#### [Problem statement]
Filter the data below, copying out every line that contains the word "petal".

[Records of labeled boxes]

┏━━

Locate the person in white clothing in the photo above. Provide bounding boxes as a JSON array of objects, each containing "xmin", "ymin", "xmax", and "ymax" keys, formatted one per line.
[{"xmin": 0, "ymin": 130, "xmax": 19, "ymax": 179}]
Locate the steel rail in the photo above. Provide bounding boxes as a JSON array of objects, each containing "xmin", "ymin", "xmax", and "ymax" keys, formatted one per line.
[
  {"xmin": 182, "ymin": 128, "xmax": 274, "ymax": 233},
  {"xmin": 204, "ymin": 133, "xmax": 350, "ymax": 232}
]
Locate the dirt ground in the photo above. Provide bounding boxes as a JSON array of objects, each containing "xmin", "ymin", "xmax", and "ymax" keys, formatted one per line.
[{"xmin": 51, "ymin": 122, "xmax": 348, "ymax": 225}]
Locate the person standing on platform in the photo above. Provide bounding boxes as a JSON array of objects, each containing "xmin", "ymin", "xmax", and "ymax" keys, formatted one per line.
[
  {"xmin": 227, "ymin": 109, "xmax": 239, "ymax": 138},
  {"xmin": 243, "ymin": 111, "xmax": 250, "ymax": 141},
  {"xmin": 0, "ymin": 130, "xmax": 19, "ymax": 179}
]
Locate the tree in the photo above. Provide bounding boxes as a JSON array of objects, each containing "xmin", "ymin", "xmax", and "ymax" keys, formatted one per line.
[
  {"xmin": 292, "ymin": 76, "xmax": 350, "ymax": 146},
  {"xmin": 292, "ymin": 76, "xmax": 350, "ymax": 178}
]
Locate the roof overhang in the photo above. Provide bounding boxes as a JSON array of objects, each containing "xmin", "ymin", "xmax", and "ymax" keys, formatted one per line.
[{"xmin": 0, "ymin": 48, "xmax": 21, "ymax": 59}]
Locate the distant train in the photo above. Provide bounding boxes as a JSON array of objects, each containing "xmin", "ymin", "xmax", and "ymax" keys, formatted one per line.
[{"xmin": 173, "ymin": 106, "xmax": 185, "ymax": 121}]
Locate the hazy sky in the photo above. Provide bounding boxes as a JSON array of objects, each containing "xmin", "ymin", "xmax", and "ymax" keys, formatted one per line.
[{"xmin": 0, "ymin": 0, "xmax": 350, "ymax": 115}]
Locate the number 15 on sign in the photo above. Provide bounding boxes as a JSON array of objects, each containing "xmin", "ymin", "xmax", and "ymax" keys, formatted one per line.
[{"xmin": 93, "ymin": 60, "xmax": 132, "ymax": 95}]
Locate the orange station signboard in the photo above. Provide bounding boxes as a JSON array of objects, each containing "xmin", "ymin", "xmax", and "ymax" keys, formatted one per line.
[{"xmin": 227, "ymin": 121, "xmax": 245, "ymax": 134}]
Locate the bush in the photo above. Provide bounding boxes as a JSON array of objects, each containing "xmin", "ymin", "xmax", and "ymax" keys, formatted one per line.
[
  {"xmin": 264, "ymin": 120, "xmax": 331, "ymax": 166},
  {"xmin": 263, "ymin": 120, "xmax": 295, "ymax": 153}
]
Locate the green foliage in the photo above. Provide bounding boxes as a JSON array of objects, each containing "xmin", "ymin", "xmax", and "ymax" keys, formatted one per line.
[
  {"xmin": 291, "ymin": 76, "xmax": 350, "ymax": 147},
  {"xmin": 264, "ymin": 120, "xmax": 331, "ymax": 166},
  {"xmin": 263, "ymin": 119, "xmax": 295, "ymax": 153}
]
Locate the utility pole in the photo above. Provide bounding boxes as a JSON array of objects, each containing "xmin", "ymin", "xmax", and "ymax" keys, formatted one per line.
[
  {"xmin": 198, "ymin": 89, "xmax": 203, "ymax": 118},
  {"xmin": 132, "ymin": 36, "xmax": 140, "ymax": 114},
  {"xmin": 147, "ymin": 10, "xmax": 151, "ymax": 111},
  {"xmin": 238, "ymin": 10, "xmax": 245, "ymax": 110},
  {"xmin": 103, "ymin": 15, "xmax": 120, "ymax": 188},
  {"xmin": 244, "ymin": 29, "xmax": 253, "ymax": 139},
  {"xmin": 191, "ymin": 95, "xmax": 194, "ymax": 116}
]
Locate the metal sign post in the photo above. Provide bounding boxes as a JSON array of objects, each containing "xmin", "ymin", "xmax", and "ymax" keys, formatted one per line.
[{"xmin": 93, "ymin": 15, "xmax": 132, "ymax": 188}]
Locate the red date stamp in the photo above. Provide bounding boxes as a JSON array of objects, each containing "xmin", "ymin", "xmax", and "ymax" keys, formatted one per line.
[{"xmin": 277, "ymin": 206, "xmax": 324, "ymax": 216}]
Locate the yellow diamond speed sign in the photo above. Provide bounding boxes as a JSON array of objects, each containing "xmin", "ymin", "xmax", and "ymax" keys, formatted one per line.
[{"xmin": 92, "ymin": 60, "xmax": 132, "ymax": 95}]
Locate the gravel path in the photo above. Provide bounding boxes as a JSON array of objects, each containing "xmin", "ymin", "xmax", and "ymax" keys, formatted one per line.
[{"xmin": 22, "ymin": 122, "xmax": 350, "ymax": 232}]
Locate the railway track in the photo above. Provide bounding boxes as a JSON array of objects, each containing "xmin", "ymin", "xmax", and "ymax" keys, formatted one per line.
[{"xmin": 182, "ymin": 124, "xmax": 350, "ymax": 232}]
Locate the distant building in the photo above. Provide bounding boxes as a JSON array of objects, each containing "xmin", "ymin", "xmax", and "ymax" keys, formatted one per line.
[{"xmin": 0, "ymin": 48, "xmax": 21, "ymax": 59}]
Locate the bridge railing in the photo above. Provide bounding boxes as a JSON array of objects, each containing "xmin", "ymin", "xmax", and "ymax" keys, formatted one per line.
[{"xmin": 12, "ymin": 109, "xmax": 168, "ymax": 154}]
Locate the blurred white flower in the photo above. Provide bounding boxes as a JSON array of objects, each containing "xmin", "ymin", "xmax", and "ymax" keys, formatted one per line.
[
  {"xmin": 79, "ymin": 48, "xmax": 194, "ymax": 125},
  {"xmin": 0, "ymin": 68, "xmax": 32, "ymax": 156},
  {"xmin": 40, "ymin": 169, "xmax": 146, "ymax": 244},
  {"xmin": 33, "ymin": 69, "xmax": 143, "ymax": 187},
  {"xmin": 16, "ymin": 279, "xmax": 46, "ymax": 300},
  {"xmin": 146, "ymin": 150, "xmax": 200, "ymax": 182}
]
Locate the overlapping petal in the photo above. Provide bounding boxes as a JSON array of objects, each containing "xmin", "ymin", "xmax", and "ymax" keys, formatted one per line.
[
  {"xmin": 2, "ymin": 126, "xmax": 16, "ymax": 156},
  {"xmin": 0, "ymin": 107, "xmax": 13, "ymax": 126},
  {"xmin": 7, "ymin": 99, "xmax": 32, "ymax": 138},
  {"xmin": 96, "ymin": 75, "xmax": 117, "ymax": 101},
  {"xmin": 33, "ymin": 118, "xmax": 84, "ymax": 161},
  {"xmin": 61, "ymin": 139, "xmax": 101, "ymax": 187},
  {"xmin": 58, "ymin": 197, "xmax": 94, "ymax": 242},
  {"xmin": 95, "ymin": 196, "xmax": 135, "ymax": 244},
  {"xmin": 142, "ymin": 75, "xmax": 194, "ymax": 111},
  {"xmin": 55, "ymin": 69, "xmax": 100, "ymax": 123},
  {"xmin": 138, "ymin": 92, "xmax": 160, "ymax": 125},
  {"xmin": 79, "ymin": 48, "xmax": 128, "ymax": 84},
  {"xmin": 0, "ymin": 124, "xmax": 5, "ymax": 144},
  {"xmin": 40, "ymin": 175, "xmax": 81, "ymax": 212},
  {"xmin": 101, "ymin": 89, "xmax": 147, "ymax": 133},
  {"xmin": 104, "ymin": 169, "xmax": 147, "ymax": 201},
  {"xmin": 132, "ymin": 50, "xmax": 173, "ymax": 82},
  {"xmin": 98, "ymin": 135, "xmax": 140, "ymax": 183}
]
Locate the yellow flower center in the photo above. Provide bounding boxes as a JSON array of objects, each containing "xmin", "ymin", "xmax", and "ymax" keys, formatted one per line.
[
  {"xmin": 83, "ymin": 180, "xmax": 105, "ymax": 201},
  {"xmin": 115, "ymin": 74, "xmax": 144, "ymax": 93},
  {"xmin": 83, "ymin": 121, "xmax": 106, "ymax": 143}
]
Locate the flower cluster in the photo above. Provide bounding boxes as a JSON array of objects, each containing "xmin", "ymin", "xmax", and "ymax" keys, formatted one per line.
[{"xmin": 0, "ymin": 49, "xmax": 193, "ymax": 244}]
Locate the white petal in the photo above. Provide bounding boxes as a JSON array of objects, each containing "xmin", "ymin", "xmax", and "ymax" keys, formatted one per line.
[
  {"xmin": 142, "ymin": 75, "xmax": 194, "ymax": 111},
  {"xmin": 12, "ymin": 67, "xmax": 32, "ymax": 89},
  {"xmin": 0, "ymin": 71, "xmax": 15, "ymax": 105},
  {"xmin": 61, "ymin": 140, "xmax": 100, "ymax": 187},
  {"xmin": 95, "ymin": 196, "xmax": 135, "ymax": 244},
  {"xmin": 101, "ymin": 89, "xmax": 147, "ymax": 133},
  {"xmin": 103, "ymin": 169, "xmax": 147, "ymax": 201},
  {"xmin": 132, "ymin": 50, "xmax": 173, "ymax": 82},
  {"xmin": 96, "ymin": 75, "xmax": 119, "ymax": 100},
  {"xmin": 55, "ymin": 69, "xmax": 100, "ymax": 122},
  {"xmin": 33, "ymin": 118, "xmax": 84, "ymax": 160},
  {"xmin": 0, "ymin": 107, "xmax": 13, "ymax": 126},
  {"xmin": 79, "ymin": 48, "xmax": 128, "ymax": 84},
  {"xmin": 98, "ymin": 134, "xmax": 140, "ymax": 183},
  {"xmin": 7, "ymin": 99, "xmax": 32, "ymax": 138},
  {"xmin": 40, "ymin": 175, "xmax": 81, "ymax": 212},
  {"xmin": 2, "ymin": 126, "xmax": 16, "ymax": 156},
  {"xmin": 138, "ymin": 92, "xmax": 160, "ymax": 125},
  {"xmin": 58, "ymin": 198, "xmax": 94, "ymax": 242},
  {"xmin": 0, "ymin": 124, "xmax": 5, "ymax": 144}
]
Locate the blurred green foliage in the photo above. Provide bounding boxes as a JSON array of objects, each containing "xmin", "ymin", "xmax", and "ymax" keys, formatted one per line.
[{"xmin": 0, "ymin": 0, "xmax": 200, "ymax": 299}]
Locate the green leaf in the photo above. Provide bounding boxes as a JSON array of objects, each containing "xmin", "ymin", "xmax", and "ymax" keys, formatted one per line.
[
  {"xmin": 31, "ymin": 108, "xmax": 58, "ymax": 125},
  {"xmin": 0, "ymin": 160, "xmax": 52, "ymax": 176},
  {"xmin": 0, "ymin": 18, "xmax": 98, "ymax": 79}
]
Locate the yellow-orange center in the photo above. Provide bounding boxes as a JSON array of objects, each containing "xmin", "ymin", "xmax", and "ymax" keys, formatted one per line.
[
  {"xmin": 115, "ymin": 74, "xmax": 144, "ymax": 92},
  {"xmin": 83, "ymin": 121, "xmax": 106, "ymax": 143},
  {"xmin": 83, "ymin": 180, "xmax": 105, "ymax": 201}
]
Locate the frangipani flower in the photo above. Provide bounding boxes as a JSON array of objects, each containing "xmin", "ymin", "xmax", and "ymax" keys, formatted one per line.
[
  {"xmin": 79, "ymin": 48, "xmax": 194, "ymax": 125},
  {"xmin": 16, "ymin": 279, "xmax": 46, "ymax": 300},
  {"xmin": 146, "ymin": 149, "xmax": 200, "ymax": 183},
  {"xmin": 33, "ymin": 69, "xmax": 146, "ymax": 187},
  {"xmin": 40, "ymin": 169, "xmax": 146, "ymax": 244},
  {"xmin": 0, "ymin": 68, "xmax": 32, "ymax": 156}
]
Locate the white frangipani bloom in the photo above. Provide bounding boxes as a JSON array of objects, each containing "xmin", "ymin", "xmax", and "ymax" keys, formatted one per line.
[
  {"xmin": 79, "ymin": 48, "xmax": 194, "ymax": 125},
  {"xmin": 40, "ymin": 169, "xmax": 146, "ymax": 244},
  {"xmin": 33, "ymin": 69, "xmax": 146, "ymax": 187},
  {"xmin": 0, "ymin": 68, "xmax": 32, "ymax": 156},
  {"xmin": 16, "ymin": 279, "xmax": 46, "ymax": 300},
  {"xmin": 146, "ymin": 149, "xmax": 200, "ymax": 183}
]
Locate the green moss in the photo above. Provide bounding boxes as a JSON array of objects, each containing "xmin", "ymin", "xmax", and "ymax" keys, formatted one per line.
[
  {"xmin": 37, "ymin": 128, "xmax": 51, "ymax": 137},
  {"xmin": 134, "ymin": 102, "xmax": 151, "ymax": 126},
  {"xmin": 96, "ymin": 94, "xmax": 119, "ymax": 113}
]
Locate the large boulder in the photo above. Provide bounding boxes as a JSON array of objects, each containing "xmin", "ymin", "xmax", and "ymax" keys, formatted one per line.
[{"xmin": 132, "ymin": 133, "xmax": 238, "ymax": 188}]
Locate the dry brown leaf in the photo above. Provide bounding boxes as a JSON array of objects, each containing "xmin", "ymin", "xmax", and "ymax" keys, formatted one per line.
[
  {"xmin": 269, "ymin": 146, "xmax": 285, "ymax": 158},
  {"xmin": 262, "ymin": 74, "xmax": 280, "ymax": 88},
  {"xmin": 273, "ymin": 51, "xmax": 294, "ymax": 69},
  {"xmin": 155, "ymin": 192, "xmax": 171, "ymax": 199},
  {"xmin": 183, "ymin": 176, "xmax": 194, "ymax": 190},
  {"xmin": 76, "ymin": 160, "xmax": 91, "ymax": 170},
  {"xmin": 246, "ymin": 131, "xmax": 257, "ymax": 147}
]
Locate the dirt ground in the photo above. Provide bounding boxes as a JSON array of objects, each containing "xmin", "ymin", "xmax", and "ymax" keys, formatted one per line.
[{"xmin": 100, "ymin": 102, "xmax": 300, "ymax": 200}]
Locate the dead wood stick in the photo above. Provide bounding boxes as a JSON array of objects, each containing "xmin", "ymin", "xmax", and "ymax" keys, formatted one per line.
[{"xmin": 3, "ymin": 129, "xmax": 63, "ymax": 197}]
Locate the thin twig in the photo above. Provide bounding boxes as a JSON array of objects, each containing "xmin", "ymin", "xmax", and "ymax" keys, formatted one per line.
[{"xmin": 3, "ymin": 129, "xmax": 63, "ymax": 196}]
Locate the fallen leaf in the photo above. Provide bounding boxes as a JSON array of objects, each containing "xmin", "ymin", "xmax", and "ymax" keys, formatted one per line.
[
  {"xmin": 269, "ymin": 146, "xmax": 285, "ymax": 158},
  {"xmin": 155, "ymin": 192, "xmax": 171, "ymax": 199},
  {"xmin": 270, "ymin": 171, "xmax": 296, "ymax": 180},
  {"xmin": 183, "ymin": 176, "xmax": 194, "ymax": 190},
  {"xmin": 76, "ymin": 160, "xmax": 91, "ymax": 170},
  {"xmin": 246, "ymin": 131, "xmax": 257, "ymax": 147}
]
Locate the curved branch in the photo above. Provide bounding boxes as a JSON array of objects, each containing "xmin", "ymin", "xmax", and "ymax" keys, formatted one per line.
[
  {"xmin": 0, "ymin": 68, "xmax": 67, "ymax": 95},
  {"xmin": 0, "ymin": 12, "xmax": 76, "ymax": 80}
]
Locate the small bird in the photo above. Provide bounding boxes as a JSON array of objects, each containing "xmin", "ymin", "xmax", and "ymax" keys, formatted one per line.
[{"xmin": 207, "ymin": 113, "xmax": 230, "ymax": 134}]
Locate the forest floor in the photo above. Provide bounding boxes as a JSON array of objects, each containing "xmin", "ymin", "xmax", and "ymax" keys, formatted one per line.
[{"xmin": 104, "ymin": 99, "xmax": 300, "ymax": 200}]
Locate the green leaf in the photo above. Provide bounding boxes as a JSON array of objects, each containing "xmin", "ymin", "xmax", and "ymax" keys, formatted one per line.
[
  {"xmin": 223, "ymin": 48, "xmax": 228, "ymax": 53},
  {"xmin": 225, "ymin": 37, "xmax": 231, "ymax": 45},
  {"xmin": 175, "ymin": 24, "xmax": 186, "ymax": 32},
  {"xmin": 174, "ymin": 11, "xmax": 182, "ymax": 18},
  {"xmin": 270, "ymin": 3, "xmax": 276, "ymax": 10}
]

┗━━

#### [The solution]
Locate the overlapping petal in the photo above. Provide bounding boxes as a JSON array of objects, each containing "xmin", "ymin", "xmax", and "ymax" keys, formatted one per line.
Locate the white petal in the photo above. Provide bounding boxes as a JSON array of objects, each containing "xmin", "ymin", "xmax", and "ymax" keys, formatted one per line.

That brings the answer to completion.